◆ Catatan Data
○ ○ ○

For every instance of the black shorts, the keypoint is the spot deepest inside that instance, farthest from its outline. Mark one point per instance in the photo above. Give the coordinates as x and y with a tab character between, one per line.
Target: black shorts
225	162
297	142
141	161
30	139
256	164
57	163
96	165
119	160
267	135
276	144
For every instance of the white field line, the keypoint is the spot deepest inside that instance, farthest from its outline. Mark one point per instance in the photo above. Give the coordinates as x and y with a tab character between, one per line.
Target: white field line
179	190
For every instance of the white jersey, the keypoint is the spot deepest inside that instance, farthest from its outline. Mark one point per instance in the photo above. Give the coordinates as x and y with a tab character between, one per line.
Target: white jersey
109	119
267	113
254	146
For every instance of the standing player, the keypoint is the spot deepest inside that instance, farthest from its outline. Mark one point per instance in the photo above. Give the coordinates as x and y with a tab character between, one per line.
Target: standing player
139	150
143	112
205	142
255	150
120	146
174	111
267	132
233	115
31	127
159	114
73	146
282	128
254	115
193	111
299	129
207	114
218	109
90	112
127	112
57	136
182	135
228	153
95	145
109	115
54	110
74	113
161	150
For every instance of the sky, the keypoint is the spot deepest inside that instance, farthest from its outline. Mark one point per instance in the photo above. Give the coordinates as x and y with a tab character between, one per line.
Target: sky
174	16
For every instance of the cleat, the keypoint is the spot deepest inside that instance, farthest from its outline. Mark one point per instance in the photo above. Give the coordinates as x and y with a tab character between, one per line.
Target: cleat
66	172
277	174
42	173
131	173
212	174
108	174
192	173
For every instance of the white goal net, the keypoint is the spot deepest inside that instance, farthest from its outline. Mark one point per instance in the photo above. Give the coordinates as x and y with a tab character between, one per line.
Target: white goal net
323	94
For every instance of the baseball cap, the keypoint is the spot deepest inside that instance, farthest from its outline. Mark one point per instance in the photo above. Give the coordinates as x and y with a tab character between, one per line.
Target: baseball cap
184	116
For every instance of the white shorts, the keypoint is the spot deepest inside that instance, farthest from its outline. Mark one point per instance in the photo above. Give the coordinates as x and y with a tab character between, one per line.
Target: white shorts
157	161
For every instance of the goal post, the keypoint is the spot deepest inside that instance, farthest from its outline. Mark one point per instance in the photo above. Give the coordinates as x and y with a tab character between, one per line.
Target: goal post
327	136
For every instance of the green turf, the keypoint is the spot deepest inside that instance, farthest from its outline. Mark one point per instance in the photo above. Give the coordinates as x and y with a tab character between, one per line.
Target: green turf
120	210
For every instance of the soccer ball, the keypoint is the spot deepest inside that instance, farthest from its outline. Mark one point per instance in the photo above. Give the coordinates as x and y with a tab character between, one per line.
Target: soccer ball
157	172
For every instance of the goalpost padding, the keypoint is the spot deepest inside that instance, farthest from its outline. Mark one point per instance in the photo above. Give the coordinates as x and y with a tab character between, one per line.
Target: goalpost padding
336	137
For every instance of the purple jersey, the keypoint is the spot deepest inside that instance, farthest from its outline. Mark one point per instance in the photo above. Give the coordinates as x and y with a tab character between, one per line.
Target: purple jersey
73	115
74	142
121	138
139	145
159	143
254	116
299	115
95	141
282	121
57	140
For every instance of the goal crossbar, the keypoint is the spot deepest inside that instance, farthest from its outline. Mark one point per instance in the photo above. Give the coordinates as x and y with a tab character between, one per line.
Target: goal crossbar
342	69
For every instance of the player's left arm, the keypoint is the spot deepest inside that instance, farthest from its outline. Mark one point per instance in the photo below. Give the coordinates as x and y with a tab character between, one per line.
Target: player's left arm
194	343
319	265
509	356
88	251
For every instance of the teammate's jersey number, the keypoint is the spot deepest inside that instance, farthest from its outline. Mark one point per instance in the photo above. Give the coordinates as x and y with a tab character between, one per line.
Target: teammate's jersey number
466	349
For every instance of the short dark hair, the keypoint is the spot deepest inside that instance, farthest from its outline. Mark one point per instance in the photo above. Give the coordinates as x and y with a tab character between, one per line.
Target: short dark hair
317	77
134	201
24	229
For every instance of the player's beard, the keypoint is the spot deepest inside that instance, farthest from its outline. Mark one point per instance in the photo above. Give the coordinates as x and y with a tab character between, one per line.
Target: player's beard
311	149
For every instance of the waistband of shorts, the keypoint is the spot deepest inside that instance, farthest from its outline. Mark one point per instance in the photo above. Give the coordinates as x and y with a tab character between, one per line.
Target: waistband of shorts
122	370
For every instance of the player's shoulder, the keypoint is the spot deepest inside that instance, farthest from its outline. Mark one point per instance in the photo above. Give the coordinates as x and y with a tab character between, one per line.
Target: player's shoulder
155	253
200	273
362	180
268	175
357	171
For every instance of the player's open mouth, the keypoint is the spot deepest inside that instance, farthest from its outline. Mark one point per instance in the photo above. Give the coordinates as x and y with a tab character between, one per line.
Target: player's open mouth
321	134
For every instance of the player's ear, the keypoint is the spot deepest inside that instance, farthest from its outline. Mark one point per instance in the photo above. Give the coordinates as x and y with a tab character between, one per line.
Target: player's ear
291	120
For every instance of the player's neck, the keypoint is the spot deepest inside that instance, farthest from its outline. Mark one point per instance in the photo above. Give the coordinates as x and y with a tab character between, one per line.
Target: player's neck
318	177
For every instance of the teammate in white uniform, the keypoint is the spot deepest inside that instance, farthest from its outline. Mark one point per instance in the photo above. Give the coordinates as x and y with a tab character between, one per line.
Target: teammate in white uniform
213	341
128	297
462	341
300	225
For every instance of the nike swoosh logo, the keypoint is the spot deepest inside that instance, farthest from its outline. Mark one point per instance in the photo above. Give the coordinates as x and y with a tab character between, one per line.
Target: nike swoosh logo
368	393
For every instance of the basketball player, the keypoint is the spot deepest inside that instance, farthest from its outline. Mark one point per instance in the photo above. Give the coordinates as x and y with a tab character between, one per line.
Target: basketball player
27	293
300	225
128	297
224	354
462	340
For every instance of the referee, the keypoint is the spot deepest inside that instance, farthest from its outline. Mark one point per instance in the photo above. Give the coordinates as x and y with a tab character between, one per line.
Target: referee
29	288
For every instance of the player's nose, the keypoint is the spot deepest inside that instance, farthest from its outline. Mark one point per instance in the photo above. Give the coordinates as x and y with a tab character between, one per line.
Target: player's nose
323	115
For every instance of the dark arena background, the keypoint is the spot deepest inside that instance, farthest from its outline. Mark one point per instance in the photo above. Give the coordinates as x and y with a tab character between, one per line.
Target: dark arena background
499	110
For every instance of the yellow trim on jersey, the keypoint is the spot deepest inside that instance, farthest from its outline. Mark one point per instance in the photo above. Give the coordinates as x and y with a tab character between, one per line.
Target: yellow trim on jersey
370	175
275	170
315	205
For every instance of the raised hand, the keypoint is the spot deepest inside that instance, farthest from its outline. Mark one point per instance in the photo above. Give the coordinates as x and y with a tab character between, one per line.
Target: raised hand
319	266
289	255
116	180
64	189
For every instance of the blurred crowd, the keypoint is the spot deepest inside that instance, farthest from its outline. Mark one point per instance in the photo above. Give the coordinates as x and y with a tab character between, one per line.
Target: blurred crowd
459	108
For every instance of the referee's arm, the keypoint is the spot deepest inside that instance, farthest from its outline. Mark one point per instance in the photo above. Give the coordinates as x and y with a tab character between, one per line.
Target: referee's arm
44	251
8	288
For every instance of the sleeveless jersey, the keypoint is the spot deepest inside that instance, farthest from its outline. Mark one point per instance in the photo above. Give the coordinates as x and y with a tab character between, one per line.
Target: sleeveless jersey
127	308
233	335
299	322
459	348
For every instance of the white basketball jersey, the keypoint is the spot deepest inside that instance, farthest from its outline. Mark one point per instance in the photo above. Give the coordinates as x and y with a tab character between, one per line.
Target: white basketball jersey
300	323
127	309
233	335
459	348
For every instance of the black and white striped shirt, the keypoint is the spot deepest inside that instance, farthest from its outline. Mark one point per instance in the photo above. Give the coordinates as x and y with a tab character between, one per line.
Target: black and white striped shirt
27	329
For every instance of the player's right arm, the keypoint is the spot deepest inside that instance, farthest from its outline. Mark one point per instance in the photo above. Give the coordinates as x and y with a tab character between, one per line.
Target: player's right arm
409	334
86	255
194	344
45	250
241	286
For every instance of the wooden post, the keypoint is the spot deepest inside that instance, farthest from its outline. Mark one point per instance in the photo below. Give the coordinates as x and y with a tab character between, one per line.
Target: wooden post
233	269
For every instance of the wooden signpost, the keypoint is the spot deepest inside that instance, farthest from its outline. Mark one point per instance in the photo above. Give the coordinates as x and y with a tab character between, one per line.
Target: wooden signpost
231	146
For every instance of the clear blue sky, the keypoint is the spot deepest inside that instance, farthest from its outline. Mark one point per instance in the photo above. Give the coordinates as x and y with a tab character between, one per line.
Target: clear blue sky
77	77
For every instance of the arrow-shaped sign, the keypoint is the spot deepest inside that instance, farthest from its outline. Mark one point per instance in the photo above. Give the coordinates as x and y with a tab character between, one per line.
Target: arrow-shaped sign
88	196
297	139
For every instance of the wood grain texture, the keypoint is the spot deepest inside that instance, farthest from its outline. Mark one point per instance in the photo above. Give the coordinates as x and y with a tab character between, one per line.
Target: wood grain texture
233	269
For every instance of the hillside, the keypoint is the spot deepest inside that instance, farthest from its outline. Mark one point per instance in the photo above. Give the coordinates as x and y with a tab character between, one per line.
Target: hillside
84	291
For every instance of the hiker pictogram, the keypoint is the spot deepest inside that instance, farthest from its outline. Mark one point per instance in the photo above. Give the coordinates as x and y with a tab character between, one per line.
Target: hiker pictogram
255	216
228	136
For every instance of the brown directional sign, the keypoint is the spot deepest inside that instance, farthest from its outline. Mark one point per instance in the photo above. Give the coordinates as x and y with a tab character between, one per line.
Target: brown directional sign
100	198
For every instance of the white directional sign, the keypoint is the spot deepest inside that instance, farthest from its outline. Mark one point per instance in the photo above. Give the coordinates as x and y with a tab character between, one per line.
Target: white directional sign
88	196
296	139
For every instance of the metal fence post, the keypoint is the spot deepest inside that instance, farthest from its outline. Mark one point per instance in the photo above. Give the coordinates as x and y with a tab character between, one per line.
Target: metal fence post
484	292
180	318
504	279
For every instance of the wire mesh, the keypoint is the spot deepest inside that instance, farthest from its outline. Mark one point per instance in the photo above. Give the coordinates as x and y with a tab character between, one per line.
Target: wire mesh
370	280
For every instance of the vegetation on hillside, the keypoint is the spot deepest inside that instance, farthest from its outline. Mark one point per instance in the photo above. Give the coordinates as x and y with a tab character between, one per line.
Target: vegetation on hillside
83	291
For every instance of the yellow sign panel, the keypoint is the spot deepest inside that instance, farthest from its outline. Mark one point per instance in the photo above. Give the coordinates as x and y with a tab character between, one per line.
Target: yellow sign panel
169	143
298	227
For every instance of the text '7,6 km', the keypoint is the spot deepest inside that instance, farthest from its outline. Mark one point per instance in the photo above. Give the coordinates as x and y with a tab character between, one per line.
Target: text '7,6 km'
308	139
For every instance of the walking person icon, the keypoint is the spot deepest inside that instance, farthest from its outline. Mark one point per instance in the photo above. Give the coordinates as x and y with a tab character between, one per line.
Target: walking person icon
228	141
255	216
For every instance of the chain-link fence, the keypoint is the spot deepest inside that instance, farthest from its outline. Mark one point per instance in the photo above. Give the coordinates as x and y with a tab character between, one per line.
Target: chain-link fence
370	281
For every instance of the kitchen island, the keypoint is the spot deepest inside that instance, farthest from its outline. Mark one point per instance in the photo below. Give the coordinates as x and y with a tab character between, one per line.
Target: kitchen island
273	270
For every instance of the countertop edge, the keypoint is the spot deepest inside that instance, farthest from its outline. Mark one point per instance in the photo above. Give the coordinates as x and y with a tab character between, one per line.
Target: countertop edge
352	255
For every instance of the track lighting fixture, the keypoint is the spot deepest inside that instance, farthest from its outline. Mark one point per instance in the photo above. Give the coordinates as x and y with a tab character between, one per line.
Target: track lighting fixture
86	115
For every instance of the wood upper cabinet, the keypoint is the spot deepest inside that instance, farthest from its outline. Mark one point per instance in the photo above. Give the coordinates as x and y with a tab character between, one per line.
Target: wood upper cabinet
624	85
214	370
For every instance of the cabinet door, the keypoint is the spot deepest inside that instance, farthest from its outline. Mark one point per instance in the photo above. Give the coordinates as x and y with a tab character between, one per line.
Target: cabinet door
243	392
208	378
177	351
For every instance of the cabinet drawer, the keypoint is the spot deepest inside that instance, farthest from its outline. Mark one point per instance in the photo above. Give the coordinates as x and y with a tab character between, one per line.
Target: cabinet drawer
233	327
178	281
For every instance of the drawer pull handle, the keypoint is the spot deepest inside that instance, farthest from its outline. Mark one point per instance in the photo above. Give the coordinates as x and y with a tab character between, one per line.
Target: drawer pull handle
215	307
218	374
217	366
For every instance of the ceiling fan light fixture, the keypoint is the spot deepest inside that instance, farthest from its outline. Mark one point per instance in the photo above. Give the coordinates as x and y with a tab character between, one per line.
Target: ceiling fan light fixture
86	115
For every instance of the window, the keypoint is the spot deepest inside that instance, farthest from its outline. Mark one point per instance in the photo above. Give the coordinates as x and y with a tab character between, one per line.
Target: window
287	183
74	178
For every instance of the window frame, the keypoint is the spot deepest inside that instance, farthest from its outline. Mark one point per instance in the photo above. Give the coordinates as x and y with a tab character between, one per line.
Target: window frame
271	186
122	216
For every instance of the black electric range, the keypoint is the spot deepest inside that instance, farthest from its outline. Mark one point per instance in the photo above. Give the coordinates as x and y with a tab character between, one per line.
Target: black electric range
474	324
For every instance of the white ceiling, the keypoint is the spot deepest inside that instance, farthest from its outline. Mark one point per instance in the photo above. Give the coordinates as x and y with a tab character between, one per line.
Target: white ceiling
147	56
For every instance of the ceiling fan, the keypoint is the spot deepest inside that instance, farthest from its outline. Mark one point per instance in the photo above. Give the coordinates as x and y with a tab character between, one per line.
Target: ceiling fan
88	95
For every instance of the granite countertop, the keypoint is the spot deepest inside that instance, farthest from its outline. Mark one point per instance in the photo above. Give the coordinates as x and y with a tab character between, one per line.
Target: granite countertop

○ ○ ○

◆ Tugas yang Diberikan
Kutip ulang tanpa perubahan baris-baris catatan di atas, mulai dari baris yang memuat "For every instance of the hillside, the" sampai baris yang memuat "Target: hillside". Kedua baris itu ikut disertakan.

◆ Hasil Tugas Ini
For every instance of the hillside, the keypoint is the spot deepest inside that instance, farthest from its outline. Mark one point per instance in the photo above. Give the coordinates as x and y with a tab character between, one per line.
Target: hillside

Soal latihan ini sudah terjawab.